* _Passage shown_:
This classification scheme, which excludes northern Africa, is based essentially on geography and basic economies. Murdock's classification is far more sophisticated and complete, and it includes northern Africa and Madagascar. Although also basically geographical, it rests to a greater extent upon criteria of social organization, language, and history. It consists of forty-five main clusters, each subdivided into constituent groups. It lists a total of some 2,700 peoples, of whom about 2,300 live in sub-Saharan Africa (about 700 main groups and 1,600 subgroups), with about 360 in northern Africa, and 40 in Madagascar and on the smaller islands. Although questions can be raised about the identities of many of the subgroups, the general picture is one of an immense number of distinct peoples, each with its own identity, language, and culture. The complexity is overwhelming.
It may be useful here to present some of the principal features of the main geographical regions of the continent, so as to give an idea of their general social, cultural, and historical places within the complexity of African cultures. Each of these wide regions includes a great variety of traditional economies, forms of government, familial organizations, and religious systems, all of which are discussed in more detail later in this introduction.
Western Africa stretches from Senegal in the west to Cameroon in the east. It includes the two main zones of the Saharan borderland savannas—known generally as the Sahel—and that of the forested belt along the coast. It holds a third of the total population of the continent. Whereas communication is difficult and slow from east to west in the forest zone, it is relatively easy along the savanna belt. Located in the savanna zones are Senegal, Gambia, Mauritania, Mali, Burkina Faso, and Niger, as well as the northern parts of the forest-zone countries of Guinea-Bissau, Liberia, Sierra Leone, Guinea, Ivory Coast, Ghana, Togo, Benin, Nigeria, and Cameroon.
The main crops of the savanna zone are grains: millets, sorghums, maize, and, in the west, rice. Savanna trees, oil plants (mainly sesame), and spices are also grown in most of this zone. The forest belt grows mainly root and tree crops: yams; cocoyams; oil, raffia, and other palms; spices; kola; and cocoa—all crops that are important both for domestic use and for export. Livestock are kept throughout the savanna: cattle of several varieties, horses, sheep, goats, fowl, and pigs are all valuable. Cattle and horses cannot survive in the forests to the south, however, because of the tsetse fly. Minerals—gold, bauxite, diamonds—are important products of the forest zone. Houses are mainly of mud in the savanna zone (including immense and long-lasting adobe structures such as palaces and mosques), but are of less durable materials in the forests, where precipitation is heavy. The region is world famous for its wood carvings, pottery, metal casting, and textile weaving. Trade, both at local markets and through long-distance merchants, has always been and remains of central economic and social importance, from both west and east and also from the forest zone to northern Africa, across the Sahara Desert. In the savanna zone, Islam is perhaps the principal religion; most societies in the forest zone have traditionally had their own local religions and today have added Christianity.

* _Exercise directions_: Take the passage on the peoples and regions of Africa further, going on from its final sentence about religion in the savanna and forest zones.

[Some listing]

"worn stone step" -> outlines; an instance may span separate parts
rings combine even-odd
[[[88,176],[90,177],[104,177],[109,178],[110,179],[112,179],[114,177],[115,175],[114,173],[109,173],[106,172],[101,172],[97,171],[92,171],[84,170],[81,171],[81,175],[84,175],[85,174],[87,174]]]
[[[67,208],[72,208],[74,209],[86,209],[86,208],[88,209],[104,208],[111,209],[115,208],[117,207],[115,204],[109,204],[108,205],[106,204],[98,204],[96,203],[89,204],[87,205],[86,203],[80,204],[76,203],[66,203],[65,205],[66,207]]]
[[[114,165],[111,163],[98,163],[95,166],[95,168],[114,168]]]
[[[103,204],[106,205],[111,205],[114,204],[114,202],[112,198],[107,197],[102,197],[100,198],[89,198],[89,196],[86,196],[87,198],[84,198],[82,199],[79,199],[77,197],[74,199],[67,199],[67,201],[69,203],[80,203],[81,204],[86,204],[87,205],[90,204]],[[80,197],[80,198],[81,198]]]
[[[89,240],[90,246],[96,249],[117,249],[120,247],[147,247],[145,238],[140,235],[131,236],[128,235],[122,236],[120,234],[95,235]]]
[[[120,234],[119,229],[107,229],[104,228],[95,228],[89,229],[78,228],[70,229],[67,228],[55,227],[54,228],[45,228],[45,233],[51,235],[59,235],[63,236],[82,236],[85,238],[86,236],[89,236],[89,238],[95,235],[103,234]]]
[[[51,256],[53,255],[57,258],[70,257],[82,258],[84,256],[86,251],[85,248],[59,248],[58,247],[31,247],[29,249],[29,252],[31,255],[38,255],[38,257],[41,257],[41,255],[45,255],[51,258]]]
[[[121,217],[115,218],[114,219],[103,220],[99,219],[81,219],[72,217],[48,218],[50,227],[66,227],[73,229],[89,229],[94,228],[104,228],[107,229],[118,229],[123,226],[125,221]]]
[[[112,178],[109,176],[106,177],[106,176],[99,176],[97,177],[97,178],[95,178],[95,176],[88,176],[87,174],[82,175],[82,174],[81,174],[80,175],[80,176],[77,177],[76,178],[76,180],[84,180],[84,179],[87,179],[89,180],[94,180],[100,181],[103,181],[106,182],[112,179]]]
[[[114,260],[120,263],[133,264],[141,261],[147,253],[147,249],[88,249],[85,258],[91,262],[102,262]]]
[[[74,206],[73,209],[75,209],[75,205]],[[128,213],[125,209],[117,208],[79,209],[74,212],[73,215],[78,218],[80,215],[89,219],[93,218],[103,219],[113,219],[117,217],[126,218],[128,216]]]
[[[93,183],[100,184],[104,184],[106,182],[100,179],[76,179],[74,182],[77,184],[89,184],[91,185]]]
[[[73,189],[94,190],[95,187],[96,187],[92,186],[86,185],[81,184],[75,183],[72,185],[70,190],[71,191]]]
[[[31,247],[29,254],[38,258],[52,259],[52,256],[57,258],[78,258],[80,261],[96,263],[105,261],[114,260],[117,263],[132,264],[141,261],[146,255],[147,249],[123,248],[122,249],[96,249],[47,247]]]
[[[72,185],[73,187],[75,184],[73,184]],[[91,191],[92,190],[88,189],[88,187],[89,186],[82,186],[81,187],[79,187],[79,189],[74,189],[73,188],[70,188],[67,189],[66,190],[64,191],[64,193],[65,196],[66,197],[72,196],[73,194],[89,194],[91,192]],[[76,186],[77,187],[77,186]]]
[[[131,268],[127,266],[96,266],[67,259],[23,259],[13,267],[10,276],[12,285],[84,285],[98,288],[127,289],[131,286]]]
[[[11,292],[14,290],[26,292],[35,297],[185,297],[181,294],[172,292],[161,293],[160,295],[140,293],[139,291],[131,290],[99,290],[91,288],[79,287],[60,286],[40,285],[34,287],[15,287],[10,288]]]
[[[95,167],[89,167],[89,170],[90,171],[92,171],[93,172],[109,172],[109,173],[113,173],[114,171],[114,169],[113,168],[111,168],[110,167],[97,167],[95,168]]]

* _Written response_:
Western Africa contains both large, permanent towns and cities and large, powerful kingdoms, some of which have endured since the Middle Ages. The latter include the forest states of Benin (in Nigeria, not in the modern state that has taken the same name); the cluster of Yoruba states in southwestern Nigeria; Dahomey, in the modern Benin; Asante and the other Akan kingdoms of Ghana and Ivory Coast. In the savanna zone are the Muslim emirates of the Hausa in northern Nigeria and Niger (Sokoto, Zaria, Kano, and others), which were established by conquest by the Fulani in the early nineteenth century; the kingdom of Nupe in central Nigeria; and the Mossi kingdoms of Burkina Faso, among others. There are also several noncentralized societies in both the savanna and the forest zones, which vary politically and organizationally but which recognize either clans or lineages as the basis for governing many kinds of associations: age groups; village associations (as among the Igbo of southeastern Nigeria); and, in the west, the so-called secret societies of the Mende and Temne, in Sierra Leone.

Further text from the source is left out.